● Assigned task
Go through the entries and copy every line that has the string "below" in it.
Data supplied START
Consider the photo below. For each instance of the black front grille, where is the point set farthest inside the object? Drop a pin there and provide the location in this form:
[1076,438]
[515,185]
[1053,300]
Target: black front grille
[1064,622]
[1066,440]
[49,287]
Data supplied END
Data supplied START
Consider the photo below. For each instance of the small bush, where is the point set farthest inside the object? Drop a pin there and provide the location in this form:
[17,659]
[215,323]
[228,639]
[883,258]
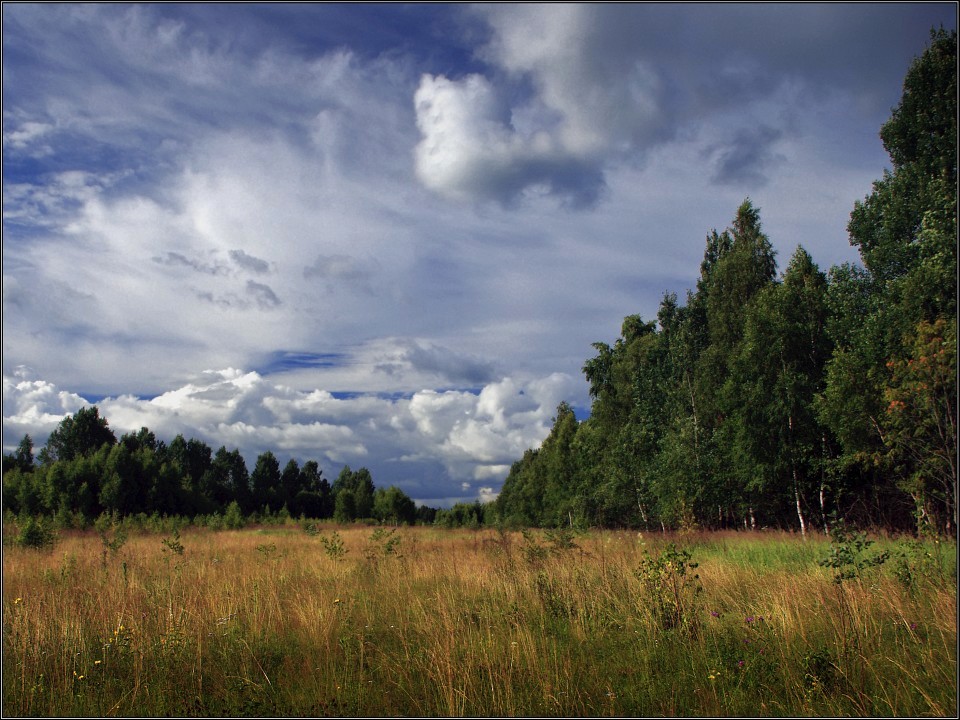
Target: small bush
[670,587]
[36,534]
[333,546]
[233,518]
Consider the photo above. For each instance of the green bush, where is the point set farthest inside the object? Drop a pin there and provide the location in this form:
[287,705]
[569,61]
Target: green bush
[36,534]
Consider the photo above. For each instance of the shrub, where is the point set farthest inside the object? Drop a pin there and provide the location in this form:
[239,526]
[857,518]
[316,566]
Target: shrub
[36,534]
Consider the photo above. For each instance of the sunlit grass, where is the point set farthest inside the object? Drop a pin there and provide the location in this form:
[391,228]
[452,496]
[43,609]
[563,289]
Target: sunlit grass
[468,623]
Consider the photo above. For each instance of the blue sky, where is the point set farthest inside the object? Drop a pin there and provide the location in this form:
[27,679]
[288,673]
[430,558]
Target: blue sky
Data supplied END
Data supplied START
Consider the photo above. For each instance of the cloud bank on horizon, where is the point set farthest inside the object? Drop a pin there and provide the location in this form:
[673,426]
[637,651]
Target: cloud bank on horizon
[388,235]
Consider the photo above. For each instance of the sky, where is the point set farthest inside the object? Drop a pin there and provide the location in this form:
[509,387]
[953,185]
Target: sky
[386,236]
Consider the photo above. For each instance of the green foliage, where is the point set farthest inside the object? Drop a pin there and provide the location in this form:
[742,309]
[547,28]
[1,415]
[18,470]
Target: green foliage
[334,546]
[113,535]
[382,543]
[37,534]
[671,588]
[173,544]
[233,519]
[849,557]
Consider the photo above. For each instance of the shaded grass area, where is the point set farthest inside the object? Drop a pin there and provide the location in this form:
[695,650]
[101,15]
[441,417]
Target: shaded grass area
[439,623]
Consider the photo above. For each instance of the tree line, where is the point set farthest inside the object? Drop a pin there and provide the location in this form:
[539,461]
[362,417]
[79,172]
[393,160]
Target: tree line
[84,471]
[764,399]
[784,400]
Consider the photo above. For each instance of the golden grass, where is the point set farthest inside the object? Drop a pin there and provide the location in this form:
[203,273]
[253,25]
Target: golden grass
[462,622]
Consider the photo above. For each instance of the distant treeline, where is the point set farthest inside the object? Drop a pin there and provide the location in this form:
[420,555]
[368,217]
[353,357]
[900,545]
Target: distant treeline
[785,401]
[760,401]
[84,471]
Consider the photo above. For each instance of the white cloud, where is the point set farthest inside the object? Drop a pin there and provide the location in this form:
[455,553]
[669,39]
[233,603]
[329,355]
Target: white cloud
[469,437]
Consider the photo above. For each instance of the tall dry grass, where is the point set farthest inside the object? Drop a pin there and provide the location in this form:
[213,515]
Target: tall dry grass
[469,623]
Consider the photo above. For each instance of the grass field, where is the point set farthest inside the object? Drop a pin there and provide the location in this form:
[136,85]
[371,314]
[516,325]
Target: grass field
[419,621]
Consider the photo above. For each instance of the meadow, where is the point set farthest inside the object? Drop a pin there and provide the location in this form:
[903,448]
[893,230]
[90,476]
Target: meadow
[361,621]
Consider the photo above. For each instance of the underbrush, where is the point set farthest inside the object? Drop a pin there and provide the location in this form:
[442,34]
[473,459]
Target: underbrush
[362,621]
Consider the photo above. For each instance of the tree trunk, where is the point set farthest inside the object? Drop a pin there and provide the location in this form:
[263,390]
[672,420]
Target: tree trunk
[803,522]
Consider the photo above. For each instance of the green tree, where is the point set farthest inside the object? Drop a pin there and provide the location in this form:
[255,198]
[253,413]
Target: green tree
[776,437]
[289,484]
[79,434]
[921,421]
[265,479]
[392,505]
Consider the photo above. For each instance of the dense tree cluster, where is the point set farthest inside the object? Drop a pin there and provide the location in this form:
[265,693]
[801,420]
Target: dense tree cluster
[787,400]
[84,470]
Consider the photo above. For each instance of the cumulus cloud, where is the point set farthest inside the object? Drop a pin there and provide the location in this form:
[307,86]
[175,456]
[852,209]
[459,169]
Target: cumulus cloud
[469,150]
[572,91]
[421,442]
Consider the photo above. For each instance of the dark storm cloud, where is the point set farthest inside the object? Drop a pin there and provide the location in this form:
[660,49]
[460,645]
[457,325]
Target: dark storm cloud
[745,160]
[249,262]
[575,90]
Data supplied END
● Reply to the task
Consider the photo below. For each instance of the black front grille, where is the point set farthest inside the object? Drop a pin there and provide the location in this form:
Consider the photo below. For each instance of the small bush, where is the point set farthest inside the object? Drop a pin there and provide the location in this form:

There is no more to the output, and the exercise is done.